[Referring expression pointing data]
######

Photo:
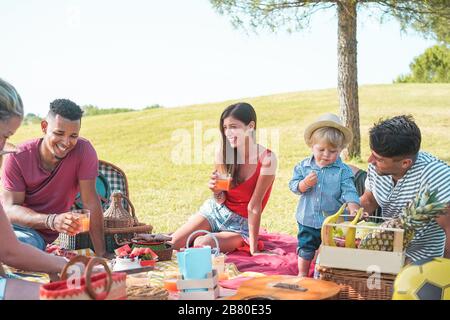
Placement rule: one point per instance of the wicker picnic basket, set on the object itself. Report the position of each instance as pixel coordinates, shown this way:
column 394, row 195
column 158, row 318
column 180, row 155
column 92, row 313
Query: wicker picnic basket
column 362, row 274
column 117, row 232
column 358, row 285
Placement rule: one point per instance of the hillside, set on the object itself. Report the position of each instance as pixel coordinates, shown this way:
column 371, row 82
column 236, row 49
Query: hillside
column 166, row 193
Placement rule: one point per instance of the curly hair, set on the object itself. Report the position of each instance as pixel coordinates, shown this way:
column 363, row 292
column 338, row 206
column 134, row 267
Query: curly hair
column 66, row 109
column 10, row 101
column 396, row 137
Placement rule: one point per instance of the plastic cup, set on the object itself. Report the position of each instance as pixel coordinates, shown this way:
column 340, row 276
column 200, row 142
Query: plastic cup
column 223, row 182
column 84, row 218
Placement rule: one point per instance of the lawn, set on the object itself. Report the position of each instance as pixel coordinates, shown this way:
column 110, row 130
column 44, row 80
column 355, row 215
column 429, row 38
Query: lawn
column 167, row 153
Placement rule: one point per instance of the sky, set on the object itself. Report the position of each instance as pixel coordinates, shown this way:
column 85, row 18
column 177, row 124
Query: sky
column 137, row 53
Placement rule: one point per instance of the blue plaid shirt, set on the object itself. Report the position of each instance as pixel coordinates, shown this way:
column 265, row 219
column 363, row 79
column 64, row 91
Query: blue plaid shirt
column 334, row 186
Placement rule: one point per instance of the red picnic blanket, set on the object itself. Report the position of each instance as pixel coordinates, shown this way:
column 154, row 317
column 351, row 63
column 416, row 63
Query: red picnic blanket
column 281, row 258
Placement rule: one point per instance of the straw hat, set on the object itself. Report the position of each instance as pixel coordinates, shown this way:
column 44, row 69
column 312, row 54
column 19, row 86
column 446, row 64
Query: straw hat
column 328, row 120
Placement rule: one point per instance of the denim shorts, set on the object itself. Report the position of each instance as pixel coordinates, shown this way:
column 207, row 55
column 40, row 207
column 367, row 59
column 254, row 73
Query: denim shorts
column 29, row 236
column 2, row 288
column 308, row 241
column 221, row 218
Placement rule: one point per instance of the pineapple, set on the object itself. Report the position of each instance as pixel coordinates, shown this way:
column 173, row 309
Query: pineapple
column 418, row 213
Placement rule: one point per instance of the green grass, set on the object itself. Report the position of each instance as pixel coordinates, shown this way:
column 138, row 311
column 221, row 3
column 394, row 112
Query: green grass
column 165, row 194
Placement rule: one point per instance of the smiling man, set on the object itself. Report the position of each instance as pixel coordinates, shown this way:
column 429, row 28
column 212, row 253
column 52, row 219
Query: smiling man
column 41, row 180
column 397, row 171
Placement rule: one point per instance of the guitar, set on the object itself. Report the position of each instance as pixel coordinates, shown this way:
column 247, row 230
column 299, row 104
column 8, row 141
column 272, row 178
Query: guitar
column 280, row 287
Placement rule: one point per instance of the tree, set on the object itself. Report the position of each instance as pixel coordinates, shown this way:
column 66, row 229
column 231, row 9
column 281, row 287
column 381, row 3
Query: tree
column 431, row 66
column 295, row 14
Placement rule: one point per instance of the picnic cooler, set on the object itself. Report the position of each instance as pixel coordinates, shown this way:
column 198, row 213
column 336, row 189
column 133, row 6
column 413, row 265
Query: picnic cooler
column 105, row 285
column 121, row 223
column 362, row 274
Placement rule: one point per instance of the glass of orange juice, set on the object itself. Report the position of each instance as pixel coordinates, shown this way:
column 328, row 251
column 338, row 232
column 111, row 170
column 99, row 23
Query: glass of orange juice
column 84, row 218
column 223, row 182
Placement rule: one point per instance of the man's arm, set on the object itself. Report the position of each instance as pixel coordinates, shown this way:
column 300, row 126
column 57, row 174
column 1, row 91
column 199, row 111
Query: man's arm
column 92, row 202
column 18, row 214
column 368, row 202
column 444, row 222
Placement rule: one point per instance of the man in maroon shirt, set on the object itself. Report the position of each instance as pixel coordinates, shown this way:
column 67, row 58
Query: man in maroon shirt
column 41, row 180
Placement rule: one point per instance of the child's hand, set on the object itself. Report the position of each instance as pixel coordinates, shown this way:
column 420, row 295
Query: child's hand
column 311, row 179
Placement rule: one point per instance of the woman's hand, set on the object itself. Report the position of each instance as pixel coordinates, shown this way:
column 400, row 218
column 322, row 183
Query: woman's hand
column 67, row 223
column 212, row 181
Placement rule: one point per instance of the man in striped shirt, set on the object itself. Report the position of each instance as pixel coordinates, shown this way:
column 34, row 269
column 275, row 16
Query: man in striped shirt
column 397, row 171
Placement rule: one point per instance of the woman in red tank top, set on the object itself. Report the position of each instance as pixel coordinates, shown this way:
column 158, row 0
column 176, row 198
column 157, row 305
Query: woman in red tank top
column 234, row 211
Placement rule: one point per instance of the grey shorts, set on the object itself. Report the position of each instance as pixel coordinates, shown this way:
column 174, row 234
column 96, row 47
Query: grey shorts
column 221, row 218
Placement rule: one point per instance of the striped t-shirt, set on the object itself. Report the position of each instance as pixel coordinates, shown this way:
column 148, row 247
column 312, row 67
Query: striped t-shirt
column 428, row 241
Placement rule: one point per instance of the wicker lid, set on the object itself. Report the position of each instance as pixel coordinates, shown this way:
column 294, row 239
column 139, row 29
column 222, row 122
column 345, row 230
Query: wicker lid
column 116, row 216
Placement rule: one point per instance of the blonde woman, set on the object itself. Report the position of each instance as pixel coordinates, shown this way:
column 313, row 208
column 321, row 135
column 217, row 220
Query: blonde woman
column 12, row 252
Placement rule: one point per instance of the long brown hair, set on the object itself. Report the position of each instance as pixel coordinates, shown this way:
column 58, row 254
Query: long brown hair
column 245, row 113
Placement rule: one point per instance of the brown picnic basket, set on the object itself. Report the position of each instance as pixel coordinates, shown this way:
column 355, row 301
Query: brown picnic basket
column 362, row 274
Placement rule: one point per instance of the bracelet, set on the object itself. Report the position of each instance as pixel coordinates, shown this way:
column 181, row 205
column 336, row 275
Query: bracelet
column 307, row 185
column 46, row 222
column 52, row 222
column 218, row 195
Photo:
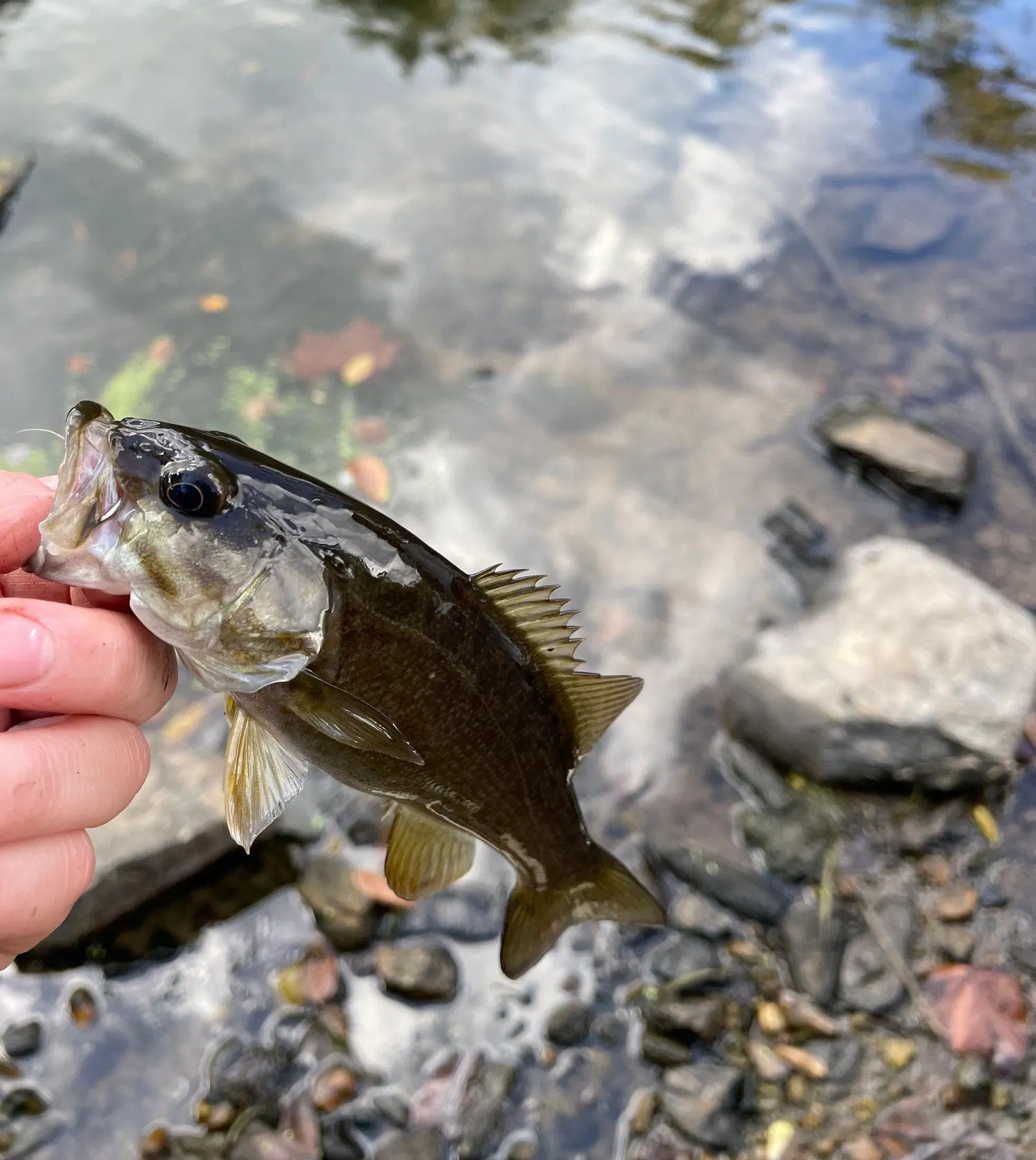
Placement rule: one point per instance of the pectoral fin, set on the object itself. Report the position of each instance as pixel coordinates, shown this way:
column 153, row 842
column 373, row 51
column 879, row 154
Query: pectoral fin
column 425, row 856
column 260, row 776
column 348, row 719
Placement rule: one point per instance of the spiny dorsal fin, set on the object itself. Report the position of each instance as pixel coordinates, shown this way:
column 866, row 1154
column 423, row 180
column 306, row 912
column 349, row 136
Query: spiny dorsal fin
column 539, row 619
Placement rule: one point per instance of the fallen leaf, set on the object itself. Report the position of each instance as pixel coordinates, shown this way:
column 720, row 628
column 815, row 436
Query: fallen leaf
column 316, row 354
column 372, row 477
column 358, row 369
column 373, row 885
column 983, row 1012
column 160, row 349
column 370, row 431
column 986, row 824
column 78, row 365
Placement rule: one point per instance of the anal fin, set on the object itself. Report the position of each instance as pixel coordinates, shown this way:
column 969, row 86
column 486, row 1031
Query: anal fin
column 425, row 856
column 260, row 776
column 536, row 918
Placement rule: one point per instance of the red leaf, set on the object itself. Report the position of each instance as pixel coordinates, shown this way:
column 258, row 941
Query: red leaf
column 983, row 1012
column 316, row 355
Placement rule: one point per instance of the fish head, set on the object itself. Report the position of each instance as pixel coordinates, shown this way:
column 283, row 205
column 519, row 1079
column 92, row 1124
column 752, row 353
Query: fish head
column 199, row 532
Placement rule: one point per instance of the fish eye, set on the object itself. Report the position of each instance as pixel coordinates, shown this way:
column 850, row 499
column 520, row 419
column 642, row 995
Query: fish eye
column 193, row 491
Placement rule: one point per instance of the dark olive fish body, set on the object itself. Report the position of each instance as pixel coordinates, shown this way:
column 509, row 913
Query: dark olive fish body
column 346, row 641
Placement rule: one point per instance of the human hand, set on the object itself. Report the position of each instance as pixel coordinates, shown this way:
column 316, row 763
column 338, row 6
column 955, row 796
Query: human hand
column 84, row 657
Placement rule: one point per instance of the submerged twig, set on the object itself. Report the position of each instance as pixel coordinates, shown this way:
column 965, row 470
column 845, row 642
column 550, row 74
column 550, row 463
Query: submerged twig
column 899, row 964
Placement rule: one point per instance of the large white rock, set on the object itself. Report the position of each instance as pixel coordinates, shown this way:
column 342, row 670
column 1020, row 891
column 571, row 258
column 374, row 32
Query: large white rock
column 912, row 670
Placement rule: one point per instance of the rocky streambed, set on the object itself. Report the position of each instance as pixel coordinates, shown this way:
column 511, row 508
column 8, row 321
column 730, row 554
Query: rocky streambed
column 851, row 979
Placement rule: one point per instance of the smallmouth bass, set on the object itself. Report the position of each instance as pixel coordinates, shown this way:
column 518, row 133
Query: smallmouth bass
column 344, row 641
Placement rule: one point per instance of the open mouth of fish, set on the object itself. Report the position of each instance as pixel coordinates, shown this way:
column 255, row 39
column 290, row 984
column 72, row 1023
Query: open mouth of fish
column 81, row 528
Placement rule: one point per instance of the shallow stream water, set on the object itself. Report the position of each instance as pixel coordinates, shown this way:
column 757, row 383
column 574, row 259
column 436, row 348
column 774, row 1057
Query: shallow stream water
column 624, row 252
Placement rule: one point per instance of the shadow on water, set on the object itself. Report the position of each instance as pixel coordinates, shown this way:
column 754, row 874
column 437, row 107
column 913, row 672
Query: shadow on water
column 619, row 268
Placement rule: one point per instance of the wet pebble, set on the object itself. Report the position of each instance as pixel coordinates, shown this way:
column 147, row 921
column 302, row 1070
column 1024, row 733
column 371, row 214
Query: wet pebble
column 745, row 892
column 662, row 1051
column 687, row 1018
column 333, row 1088
column 767, row 1063
column 955, row 943
column 483, row 1110
column 420, row 972
column 568, row 1023
column 468, row 914
column 684, row 957
column 793, row 844
column 815, row 949
column 693, row 914
column 22, row 1040
column 843, row 1058
column 701, row 1100
column 868, row 980
column 420, row 1144
column 957, row 904
column 752, row 774
column 83, row 1007
column 343, row 912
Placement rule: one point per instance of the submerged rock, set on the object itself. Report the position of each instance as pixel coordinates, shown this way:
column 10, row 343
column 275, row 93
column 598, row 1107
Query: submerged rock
column 22, row 1040
column 568, row 1023
column 421, row 972
column 745, row 892
column 341, row 911
column 420, row 1144
column 913, row 672
column 869, row 982
column 693, row 914
column 815, row 949
column 889, row 447
column 701, row 1100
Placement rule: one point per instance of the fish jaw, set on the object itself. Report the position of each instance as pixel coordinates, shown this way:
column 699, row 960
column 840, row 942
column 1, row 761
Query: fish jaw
column 79, row 536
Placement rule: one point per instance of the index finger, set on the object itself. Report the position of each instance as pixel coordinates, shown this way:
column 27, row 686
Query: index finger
column 25, row 503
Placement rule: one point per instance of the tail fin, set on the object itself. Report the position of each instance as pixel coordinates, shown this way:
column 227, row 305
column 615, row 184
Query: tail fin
column 602, row 889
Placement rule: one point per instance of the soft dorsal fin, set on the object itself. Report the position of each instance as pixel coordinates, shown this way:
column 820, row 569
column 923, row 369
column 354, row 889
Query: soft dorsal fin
column 541, row 621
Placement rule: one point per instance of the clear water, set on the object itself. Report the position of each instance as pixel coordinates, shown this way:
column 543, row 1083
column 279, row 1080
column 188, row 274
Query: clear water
column 624, row 251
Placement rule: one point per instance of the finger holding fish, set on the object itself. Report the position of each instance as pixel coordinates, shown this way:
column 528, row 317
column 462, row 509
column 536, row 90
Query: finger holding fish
column 346, row 643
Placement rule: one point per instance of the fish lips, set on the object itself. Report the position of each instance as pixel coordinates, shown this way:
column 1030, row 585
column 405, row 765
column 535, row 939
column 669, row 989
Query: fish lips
column 78, row 534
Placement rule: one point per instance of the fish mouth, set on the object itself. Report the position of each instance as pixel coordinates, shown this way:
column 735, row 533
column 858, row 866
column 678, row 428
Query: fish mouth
column 87, row 496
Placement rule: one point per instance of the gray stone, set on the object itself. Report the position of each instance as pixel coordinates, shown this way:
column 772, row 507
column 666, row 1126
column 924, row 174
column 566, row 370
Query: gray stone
column 693, row 914
column 909, row 221
column 888, row 447
column 841, row 1058
column 815, row 955
column 341, row 911
column 684, row 957
column 751, row 774
column 745, row 892
column 701, row 1100
column 868, row 980
column 22, row 1040
column 912, row 672
column 955, row 943
column 483, row 1112
column 174, row 827
column 687, row 1018
column 421, row 972
column 793, row 844
column 420, row 1144
column 568, row 1023
column 662, row 1051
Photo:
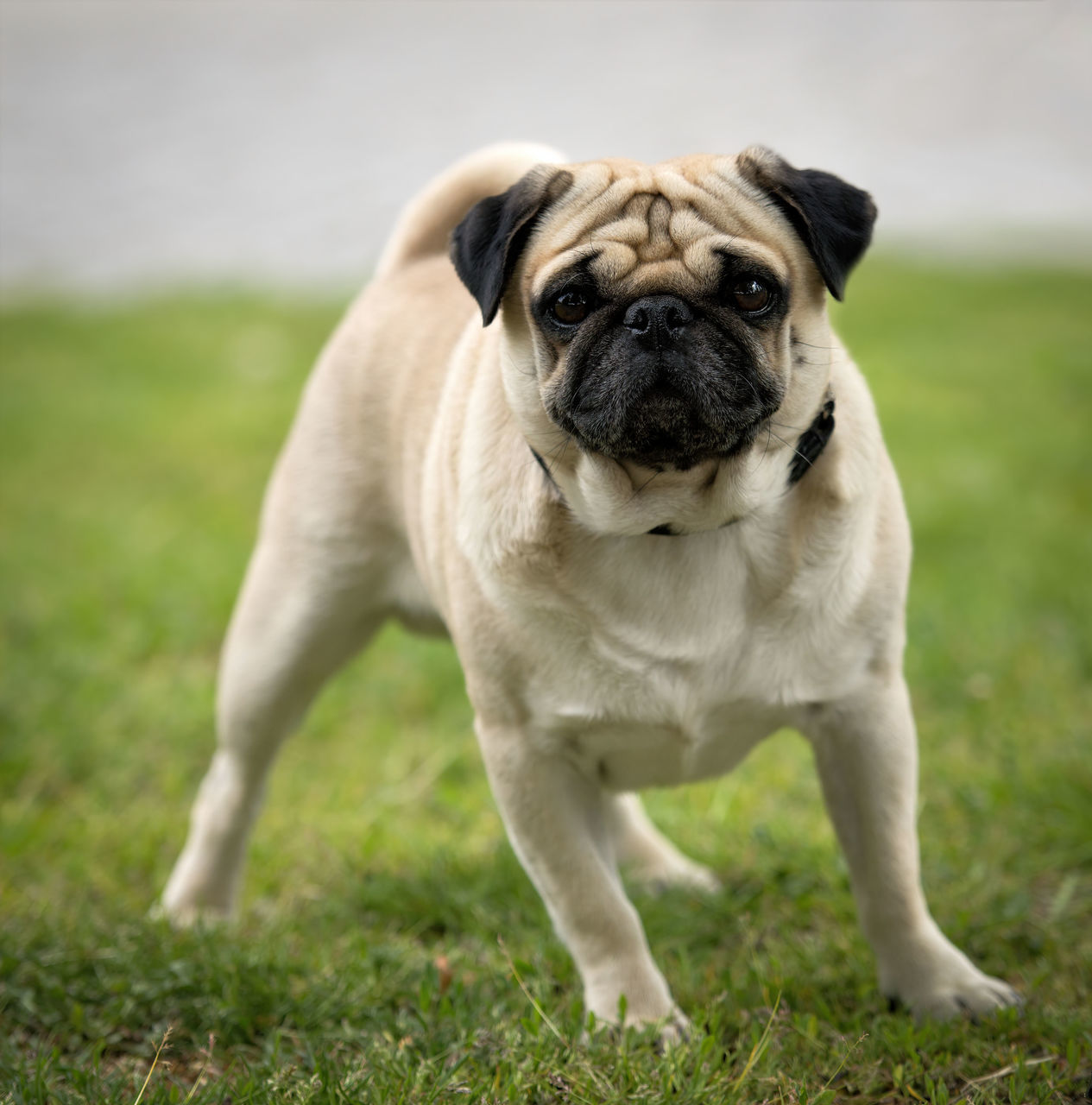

######

▶ [WHAT TO DO]
Give back the records above exactly, limited to the lines between the one holding "column 754, row 874" and the one holding "column 147, row 921", inclusive.

▶ [RESULT FOR THIS EXERCISE]
column 754, row 874
column 437, row 107
column 913, row 672
Query: shadow on water
column 619, row 268
Placement rule: one point per instance of the wet pebble, set on the object itself. Report the position of each instance as pixel coordinates, shown this way:
column 147, row 921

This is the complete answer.